### Dataset entries

---

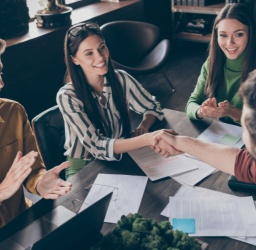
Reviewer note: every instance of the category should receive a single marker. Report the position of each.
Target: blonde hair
(2, 46)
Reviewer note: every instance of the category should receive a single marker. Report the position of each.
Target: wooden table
(156, 194)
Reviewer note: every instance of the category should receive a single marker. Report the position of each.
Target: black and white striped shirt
(82, 136)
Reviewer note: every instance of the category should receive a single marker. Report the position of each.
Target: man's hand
(51, 186)
(139, 131)
(163, 143)
(18, 172)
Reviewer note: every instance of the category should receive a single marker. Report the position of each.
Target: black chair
(136, 47)
(48, 127)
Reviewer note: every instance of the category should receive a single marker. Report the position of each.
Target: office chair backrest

---

### Work required
Your task is to reproduce all of the material exactly. The pictures stay out.

### Solution
Reviewer note: every instance of the category should receive a single marker. Report the position of each.
Target: blonde hair
(2, 46)
Reviewer note: every instance of the category should receive a single marker. Report the position of each.
Target: wooden table
(156, 194)
Reviewer note: every instance of the category should receive a single marker. Report the position of each.
Target: black and white striped shirt
(82, 136)
Reviewer note: every instance of the category should receive a single marker. Report the position of each.
Target: man's hand
(51, 186)
(139, 131)
(163, 143)
(18, 172)
Reviewer note: every instance of the category should receive a single marker. Report the position of each.
Target: black chair
(136, 47)
(48, 127)
Reviewer note: every instance of the category should receive a single marker. Report the position of each.
Target: office chair backrest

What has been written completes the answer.